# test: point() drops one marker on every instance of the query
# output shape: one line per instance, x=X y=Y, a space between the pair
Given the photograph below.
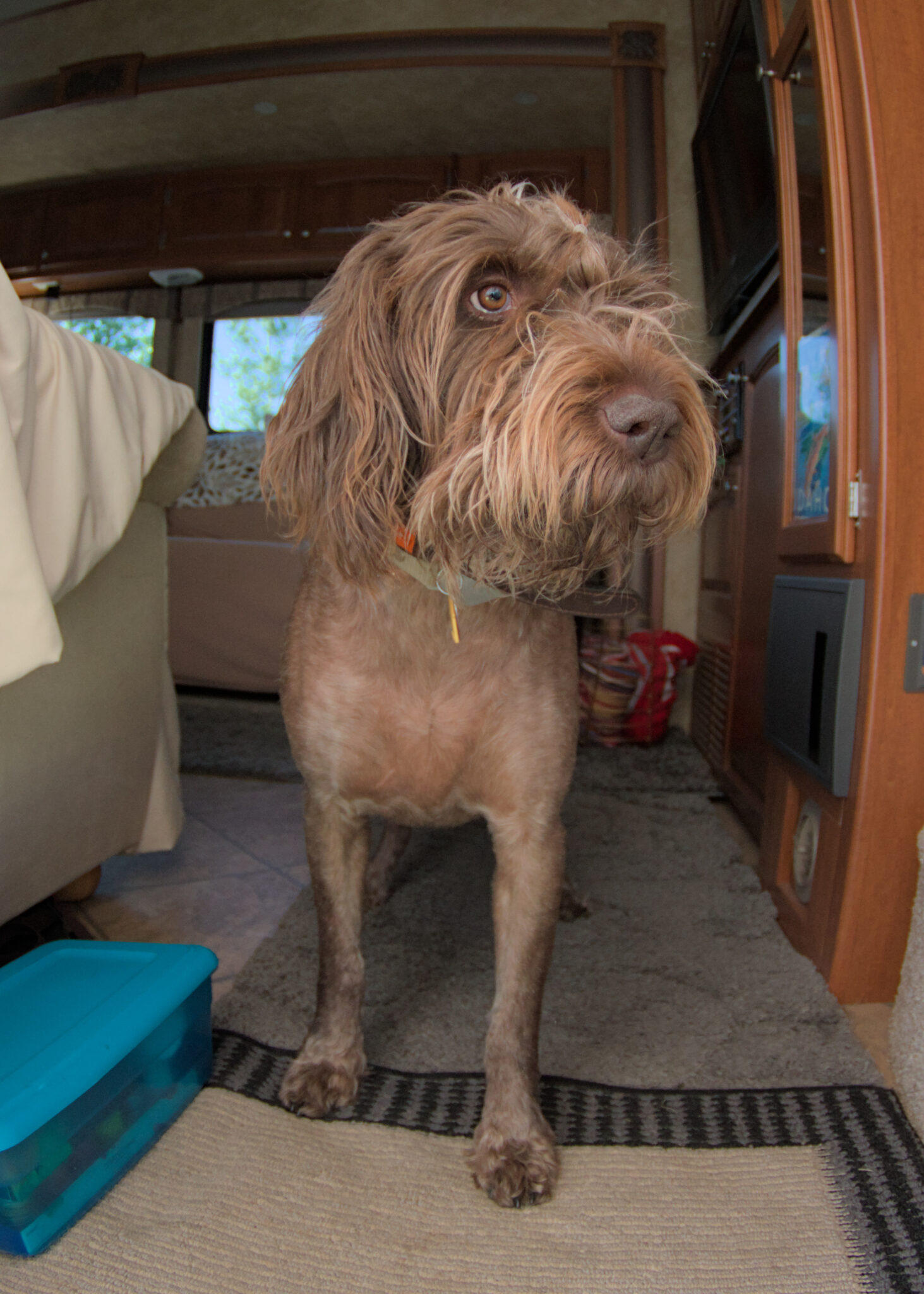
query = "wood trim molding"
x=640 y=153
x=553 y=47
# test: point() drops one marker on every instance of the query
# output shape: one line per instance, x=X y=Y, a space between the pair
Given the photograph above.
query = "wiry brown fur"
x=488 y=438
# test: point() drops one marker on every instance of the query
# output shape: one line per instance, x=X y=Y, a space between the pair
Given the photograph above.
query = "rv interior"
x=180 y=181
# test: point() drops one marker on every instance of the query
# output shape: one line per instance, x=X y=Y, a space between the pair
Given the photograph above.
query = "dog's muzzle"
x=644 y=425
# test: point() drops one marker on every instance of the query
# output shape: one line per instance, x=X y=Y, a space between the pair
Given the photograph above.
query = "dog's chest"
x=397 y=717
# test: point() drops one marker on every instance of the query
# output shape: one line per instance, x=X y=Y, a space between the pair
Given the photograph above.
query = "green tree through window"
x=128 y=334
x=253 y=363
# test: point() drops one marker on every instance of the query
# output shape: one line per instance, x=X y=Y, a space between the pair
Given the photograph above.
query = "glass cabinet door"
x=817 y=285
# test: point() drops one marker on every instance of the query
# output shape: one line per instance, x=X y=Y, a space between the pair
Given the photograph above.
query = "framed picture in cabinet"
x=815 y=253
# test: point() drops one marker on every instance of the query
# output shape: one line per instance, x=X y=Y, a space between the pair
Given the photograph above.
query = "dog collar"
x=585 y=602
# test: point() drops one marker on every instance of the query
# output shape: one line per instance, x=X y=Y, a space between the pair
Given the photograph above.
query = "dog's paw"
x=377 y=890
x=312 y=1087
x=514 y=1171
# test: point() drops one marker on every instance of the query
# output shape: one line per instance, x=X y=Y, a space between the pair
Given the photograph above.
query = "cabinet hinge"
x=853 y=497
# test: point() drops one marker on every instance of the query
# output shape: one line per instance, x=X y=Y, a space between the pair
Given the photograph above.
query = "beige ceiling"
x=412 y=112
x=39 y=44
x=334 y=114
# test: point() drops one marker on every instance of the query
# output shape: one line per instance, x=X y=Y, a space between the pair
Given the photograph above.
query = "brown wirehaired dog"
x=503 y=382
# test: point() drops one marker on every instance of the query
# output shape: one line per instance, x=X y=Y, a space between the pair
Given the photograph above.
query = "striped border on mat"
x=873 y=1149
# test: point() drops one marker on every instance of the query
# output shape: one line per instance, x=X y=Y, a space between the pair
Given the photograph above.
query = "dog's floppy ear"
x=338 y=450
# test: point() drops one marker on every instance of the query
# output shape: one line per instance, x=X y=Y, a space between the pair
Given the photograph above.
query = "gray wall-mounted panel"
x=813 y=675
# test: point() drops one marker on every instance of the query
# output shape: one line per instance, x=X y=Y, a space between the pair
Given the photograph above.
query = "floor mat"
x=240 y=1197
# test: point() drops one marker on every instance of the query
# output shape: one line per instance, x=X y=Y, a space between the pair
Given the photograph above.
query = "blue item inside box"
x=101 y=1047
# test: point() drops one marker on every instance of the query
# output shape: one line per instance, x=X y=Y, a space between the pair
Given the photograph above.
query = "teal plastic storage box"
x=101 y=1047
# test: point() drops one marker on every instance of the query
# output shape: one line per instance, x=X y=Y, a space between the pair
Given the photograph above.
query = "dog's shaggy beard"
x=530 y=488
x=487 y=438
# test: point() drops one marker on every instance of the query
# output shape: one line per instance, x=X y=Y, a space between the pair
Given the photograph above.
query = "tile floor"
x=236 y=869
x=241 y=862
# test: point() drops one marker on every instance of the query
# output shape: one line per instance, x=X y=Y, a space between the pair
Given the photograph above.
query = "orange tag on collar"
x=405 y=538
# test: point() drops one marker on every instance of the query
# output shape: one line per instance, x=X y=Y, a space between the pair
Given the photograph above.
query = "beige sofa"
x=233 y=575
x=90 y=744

------

Locate every line of the listing above that contains the word "beige" and copy each one out. Case counts.

query = "beige ceiling"
query = "beige sofa"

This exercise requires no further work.